● PROBLEMA PROPOSTO A
Pode reescrever a entrevista com Arlene de Katende desde "A entrevista concedida" até "FAZIA EM 1975?", inclusive, trocando "entrevista" por "conversa"?

● TRECHO APRESENTADO
Arlene de Katende (entrevista concedida a Elaine Cristina Marcelina Gomes)

ARLENE DE KATENDE (YALORIXÁ)

A entrevista concedida por Arlene de Katende , à Elaine Cristina Marcelina Gomes, gravada e transcrita. Na Rua, Centro de Nova Iguaçu, em Agosto de 2008.

Bom dia, estou aqui fazendo uma entrevista com Mãe Arlene de Katende, uma mulher histórica no Município de Nova Iguaçu, e eu quero saber as contribuições desta mulher nas questões políticas e como foi sua iniciação na Religião, que é o Candomblé.

ARLENE, O QUE VOCÊ FAZIA EM 1975?

Bom em 1975, eu estava recém iniciada, tinha apenas três anos de iniciação e pensava em mudanças para nossa cultura, porque quando eu entrei pro Candomblé, tinha vindo da igreja Católica, cheguei a ser noviça, ia ser freira e sai da Igreja Católica não por vontade, mas até acredito por uma escolha dos meus orixás, dos meus inkices, por essa nova realidade que é a minha religião, o Candomblé. Abracei esta religião com amor e carinho, estou dentro dela há 36 anos, que vai fazer dia 27 de outubro que sou iniciada e me sinto muito feliz por estar contribuindo para o crescimento e evolução da minha cultura, todo o trabalho que tenho feito e com todas as lutas, me sinto com uma divida com minha religião, por não ter começado antes, e por ter ficado tantos anos desenvolvendo essa idéia. Antes de 75, em 1972 quando me iniciei eu já pensava em fazer alguma coisa, via as dificuldades, quando eu via a discriminação, porque sempre existiu a desigualdade, todo esse comprometimento que temos com a nossa causa, a guerra e a luta, devia ter começado antes, mas por ter me casado cedo, ter tido filhos, enfim acabei me envolvendo mais com a família e acabei deixando de lado esta vontade, só agora em 2002, com a fundação da minha ONG, o CISIN e do Afoxé Maxambomba, eu retornei estas atividades de luta, militância, em prol da minha cultura.

● REGISTROS LISTADOS
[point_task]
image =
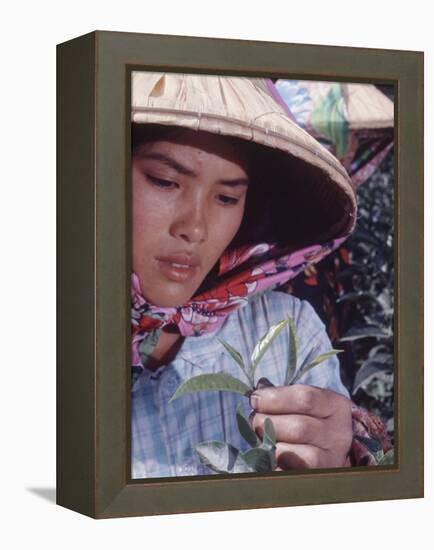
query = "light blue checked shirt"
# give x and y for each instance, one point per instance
(164, 435)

● PROBLEMA PROPOSTO B
Pode repetir exatamente as linhas de todos os registros acima, deixando as imagens de fora da resposta?

● RESULTADO FINAL A
A conversa concedida por Arlene de Katende , à Elaine Cristina Marcelina Gomes, gravada e transcrita. Na Rua, Centro de Nova Iguaçu, em Agosto de 2008.

Bom dia, estou aqui fazendo uma conversa com Mãe Arlene de Katende, uma mulher histórica no Município de Nova Iguaçu, e eu quero saber as contribuições desta mulher nas questões políticas e como foi sua iniciação na Religião, que é o Candomblé.

ARLENE, O QUE VOCÊ FAZIA EM 1975?

● RESULTADO FINAL B
[point_task]
image =
query = "light blue checked shirt"
# give x and y for each instance, one point per instance
(164, 435)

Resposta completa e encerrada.